Given instruction. Print the data that follows exactly.

(Records from a data source)

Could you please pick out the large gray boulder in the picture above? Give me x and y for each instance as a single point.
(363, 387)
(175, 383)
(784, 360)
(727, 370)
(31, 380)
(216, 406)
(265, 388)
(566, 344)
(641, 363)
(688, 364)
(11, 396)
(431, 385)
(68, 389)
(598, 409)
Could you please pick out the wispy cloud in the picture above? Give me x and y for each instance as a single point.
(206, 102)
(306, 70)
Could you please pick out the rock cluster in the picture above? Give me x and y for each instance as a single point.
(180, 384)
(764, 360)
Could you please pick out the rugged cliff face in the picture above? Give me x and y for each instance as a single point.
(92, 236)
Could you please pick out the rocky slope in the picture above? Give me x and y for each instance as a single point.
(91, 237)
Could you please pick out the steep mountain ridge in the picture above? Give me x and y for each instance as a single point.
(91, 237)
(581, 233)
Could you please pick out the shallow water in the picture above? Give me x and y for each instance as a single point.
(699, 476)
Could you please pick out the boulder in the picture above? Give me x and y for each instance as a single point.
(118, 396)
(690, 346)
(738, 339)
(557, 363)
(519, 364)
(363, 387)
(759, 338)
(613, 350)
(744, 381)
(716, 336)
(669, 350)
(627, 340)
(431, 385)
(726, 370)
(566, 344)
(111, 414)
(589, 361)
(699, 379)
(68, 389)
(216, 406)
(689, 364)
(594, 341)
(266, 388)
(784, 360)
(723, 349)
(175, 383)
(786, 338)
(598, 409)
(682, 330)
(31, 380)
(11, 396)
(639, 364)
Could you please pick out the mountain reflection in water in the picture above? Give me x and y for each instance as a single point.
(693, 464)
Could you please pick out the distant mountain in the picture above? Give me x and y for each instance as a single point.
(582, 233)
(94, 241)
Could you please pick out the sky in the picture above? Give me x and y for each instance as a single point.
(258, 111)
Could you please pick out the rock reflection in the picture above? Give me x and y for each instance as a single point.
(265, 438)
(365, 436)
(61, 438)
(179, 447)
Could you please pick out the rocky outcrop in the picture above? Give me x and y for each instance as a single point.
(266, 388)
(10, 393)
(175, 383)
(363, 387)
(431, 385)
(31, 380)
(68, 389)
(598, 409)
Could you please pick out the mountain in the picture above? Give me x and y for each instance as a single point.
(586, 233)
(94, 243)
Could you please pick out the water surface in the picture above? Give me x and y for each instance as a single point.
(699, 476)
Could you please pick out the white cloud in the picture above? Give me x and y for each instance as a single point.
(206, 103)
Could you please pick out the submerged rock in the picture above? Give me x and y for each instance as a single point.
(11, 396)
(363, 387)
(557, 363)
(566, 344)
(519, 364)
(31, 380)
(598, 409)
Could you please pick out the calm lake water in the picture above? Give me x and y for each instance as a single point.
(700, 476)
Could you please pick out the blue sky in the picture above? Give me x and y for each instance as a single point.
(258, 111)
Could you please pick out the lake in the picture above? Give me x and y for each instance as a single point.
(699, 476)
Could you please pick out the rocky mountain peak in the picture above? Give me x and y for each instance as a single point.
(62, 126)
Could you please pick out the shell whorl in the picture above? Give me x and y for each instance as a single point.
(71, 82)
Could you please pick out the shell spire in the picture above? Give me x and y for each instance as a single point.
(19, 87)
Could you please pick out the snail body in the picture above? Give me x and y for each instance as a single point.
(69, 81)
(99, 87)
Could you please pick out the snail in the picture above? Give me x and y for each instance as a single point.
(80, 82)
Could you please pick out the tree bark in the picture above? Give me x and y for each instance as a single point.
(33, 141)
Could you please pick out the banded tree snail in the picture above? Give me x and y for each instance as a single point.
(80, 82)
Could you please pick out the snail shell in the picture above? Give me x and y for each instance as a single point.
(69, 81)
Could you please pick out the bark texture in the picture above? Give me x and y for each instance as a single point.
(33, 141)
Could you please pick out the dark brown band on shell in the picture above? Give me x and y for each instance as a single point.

Exercise output.
Could you please pick out the large gray boulder in the picture above? Give me x and y for each instance as a single point.
(363, 387)
(175, 383)
(784, 360)
(727, 370)
(31, 380)
(216, 406)
(265, 388)
(566, 344)
(641, 363)
(688, 364)
(11, 396)
(431, 385)
(68, 389)
(598, 409)
Could you please pick out the wispy cloud in the picture above? Give me x and y for each instance as a single point.
(206, 102)
(306, 70)
Could you please pick out the rock cluster in the picture above? Give me x and y for each instance as a single point.
(180, 384)
(764, 360)
Could you please pick out the rugged cliff face in the picture above? Give me x and y for each instance as a single point.
(92, 236)
Could you please pick out the rocky slope in the picture above? Give me x and y for each instance as a single point.
(91, 237)
Could you please pick out the steep mountain ridge in the picture above? Give me x and y for each instance as a single point.
(91, 237)
(581, 233)
Could you please pick out the shallow water in the picture above? Give me x and y for each instance as a single point.
(699, 476)
Could you please pick out the boulder in the picture above? Give me x and y for each instance as a single point.
(118, 396)
(690, 346)
(738, 339)
(557, 363)
(519, 364)
(363, 387)
(759, 338)
(613, 350)
(744, 381)
(716, 336)
(669, 350)
(627, 340)
(431, 385)
(726, 370)
(566, 344)
(111, 414)
(589, 361)
(699, 379)
(68, 389)
(216, 406)
(689, 364)
(594, 341)
(266, 388)
(784, 360)
(723, 349)
(175, 383)
(786, 338)
(598, 409)
(682, 330)
(31, 380)
(11, 396)
(639, 364)
Could you please pick out the mountain reflection in water in the picture above? Give me x and y for each instance as a single point.
(693, 464)
Could you please pick out the distant mountain in the picture above? Give me x and y for each instance as a single point.
(582, 233)
(94, 241)
Could you please pick out the sky in the picture above? Give me x and y for each instance as a single point.
(258, 111)
Could you please pick out the rock reflection in the picture above? Give me x and y for each instance as a single point.
(265, 438)
(365, 436)
(61, 438)
(179, 447)
Could you please pick out the rocky outcrop in the picture above? Give me x and y for each instance as a single point.
(266, 388)
(10, 393)
(175, 383)
(363, 387)
(431, 385)
(31, 380)
(68, 389)
(598, 409)
Could you please pick out the mountain in the picture above? Give me x and y for each instance as a single point.
(586, 233)
(94, 243)
Could you please pick out the water surface in the picture above? Give me x and y for each instance as a single point.
(699, 476)
Could you please pick out the white cloud in the picture above? Give me x and y for each instance as a single point.
(206, 103)
Could you please pick out the submerged rock in the picture above? Give me x and y for each instance as a single point.
(11, 396)
(363, 387)
(557, 363)
(566, 344)
(519, 364)
(31, 380)
(598, 409)
Could you please pick out the calm lake water in the picture above? Give me x and y for each instance as a single point.
(700, 476)
Could you please pick out the blue sky in the picture above? Give me x and y for each instance as a single point.
(258, 111)
Could you please pick out the lake in the picture above? Give me x and y for each instance as a single point.
(699, 476)
Could you please pick out the rocky mountain peak in the picture above? Give me x and y for each instance as a single point.
(62, 126)
Could you please pick out the shell whorl in the picture above? Give me x and y for each instance as a single point.
(71, 82)
Could you please pick out the shell spire in the picture above? Give me x and y for each instance as a single point.
(19, 87)
Could you please pick out the snail body in the picture above? Give me x and y for each instance as a single point.
(69, 81)
(99, 87)
Could you please pick out the snail in the picture above? Give me x and y for each instance as a single point.
(80, 82)
Could you please pick out the tree bark in the picture above? Give me x and y for each instance as a single point.
(33, 141)
Could you please pick out the banded tree snail in the picture above? Give me x and y for each instance as a single point.
(80, 82)
Could you please pick out the snail shell in the picture above? Give me x and y for each instance as a single point.
(69, 81)
Could you please pick out the bark texture in the picture above? Give me x and y for each instance as a single point.
(33, 141)
Could you please pick out the dark brown band on shell in the picture above? Give me x and y for each instance as a single point.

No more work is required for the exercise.